### [What you need to do]
How many lines in the records below contain the word "lamp"? State only that number.
________________________________________
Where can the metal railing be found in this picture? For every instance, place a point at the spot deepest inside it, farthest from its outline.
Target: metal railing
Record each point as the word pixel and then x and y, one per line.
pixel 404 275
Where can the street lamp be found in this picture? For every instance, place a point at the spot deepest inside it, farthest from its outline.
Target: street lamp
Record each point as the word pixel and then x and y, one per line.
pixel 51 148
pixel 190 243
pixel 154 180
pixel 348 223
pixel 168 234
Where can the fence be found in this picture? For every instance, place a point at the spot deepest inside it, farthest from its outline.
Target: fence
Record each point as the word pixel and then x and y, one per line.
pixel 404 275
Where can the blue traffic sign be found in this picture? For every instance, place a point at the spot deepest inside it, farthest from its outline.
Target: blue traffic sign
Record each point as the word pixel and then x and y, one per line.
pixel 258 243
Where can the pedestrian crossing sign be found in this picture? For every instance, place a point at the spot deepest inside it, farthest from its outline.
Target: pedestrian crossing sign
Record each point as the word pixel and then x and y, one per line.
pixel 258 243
________________________________________
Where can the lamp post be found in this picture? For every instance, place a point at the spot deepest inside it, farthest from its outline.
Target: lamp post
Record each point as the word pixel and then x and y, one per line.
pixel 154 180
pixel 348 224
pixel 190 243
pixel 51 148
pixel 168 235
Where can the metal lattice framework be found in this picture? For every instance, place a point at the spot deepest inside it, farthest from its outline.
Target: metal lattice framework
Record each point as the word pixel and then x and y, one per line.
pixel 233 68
________________________________________
### [Response]
4